======== Items
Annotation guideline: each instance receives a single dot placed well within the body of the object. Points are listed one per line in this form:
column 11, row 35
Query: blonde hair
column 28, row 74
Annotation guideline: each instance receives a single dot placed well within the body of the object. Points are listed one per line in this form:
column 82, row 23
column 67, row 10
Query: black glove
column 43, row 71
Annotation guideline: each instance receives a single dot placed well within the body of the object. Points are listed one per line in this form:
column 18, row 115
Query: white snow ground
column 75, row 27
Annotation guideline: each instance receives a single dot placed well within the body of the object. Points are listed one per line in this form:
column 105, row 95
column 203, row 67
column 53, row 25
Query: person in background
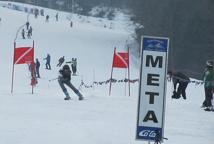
column 73, row 65
column 27, row 25
column 208, row 77
column 57, row 16
column 23, row 34
column 48, row 61
column 37, row 68
column 65, row 79
column 182, row 81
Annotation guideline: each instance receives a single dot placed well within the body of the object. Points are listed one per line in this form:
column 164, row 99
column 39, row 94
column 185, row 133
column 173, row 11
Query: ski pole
column 53, row 79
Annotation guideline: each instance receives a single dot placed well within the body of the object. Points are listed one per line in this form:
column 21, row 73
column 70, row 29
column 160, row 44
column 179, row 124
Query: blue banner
column 155, row 44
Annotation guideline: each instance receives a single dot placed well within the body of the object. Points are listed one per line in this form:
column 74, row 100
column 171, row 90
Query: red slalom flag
column 23, row 55
column 121, row 60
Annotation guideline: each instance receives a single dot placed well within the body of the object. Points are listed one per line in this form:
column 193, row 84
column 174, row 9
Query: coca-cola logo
column 147, row 133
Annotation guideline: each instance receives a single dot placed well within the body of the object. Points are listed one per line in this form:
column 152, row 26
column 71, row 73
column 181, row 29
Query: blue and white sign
column 152, row 88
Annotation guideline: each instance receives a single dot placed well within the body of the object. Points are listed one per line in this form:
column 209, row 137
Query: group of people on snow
column 181, row 81
column 28, row 30
column 64, row 74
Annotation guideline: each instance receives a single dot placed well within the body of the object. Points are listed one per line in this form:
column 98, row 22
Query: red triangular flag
column 23, row 55
column 121, row 60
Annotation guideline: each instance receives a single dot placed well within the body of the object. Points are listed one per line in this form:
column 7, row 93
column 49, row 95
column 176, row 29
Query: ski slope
column 45, row 118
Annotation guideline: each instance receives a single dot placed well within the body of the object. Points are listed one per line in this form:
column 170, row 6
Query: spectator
column 208, row 77
column 182, row 81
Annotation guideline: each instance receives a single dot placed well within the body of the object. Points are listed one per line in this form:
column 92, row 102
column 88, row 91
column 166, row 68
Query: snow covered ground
column 45, row 117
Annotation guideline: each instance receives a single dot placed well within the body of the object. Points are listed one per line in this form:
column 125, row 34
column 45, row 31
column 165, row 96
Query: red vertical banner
column 22, row 55
column 120, row 60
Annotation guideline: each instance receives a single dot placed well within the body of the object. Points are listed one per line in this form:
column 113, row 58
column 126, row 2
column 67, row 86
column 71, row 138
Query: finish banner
column 152, row 88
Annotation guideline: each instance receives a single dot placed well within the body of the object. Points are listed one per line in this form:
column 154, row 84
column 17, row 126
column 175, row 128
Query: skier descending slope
column 64, row 78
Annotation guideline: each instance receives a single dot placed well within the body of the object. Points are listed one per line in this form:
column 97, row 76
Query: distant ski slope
column 45, row 117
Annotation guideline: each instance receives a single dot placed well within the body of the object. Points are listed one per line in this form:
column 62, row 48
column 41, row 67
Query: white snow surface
column 45, row 118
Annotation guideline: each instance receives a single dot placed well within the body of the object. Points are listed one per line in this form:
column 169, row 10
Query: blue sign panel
column 155, row 44
column 152, row 89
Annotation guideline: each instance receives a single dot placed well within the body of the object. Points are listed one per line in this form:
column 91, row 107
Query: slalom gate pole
column 13, row 68
column 129, row 73
column 111, row 72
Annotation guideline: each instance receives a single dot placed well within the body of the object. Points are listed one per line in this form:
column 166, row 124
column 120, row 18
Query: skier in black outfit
column 73, row 65
column 37, row 68
column 48, row 60
column 27, row 25
column 61, row 60
column 23, row 34
column 182, row 81
column 64, row 78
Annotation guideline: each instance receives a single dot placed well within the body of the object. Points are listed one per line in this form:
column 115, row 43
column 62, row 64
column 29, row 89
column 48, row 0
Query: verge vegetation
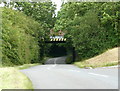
column 12, row 78
column 108, row 58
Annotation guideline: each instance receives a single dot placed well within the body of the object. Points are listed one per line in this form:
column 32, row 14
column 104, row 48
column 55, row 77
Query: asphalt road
column 63, row 76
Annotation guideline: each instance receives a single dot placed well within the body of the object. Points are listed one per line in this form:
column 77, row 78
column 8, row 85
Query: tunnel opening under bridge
column 57, row 51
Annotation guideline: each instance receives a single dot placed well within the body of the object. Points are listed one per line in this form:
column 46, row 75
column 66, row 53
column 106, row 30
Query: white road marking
column 98, row 74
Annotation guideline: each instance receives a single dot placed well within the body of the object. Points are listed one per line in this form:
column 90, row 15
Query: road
column 63, row 76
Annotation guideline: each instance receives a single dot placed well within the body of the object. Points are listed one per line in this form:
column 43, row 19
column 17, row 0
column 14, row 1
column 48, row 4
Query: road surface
column 63, row 76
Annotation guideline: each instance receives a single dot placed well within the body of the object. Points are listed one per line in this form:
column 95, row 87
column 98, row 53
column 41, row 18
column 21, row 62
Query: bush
column 20, row 38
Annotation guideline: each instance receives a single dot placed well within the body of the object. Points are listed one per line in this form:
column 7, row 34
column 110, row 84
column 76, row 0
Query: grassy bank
column 108, row 58
column 12, row 78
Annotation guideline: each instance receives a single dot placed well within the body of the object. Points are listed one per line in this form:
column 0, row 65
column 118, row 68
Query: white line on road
column 98, row 74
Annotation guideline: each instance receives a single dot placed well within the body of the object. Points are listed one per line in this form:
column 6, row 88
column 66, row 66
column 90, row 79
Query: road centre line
column 98, row 74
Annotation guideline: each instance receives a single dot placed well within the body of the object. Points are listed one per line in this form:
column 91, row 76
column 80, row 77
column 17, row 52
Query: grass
column 25, row 66
column 108, row 58
column 12, row 78
column 85, row 64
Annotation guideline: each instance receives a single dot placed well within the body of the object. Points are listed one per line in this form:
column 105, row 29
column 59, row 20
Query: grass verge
column 12, row 78
column 85, row 64
column 25, row 66
column 108, row 58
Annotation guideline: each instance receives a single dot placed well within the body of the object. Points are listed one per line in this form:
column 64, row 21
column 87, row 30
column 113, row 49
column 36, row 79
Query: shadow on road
column 56, row 60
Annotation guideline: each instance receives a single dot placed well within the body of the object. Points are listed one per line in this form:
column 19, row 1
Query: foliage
column 20, row 36
column 90, row 27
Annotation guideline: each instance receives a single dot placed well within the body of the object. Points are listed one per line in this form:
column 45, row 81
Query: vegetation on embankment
column 20, row 37
column 12, row 78
column 90, row 27
column 108, row 58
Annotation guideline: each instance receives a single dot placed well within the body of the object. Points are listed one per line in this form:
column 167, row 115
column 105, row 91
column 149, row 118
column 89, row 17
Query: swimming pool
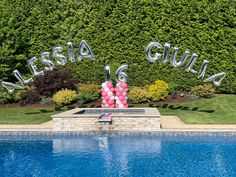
column 99, row 154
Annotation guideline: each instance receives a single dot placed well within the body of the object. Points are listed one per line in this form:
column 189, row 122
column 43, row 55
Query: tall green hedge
column 118, row 31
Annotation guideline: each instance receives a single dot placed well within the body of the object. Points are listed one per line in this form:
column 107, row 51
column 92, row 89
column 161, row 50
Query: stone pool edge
column 77, row 133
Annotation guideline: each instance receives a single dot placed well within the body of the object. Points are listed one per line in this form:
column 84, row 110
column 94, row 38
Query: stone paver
column 168, row 123
column 47, row 126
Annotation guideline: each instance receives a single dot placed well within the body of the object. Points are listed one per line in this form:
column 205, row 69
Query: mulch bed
column 179, row 97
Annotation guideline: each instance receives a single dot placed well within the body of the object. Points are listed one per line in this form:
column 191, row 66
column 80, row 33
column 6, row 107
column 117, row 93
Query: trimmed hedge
column 118, row 32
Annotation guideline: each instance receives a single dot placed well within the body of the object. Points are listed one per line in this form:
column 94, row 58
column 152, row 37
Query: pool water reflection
column 116, row 155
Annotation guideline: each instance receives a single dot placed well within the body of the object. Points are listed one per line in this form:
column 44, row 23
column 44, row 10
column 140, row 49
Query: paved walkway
column 168, row 123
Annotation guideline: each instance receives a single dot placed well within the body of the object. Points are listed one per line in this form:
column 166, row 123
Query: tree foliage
column 118, row 31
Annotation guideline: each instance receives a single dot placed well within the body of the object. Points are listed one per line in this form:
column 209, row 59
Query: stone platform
column 128, row 119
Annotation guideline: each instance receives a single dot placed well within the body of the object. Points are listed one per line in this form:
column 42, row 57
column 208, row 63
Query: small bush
column 138, row 95
column 31, row 96
column 89, row 88
column 7, row 98
column 86, row 97
column 64, row 97
column 54, row 81
column 158, row 90
column 173, row 88
column 204, row 91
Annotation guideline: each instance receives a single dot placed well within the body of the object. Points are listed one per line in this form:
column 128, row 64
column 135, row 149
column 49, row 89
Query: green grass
column 218, row 110
column 26, row 114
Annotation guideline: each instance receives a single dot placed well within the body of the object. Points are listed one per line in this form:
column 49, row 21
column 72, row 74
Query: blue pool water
column 117, row 155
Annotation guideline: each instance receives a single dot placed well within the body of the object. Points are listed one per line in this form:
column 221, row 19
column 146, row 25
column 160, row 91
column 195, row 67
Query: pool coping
column 8, row 134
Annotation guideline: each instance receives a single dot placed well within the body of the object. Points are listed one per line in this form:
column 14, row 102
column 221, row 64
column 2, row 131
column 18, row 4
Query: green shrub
column 173, row 88
column 93, row 89
column 5, row 98
column 158, row 90
column 117, row 34
column 137, row 95
column 15, row 97
column 64, row 97
column 86, row 97
column 88, row 92
column 53, row 81
column 30, row 96
column 204, row 91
================
**Challenge:** Rewrite as a numbered list the part of the entries above that runs from their first line through the line containing "column 43, row 71", both ends included, leaving out any blank lines.

**Task output:**
1. Annotation guideline: each instance receives a single dot placed well within the body of the object. Points are listed one per line in this form:
2. column 11, row 35
3. Query: blonde hair
4. column 28, row 74
5. Annotation guideline: each instance receives a single dot placed well within the body of the object. Points are listed one per line in this form:
6. column 82, row 23
7. column 67, row 10
8. Query: black glove
9. column 43, row 71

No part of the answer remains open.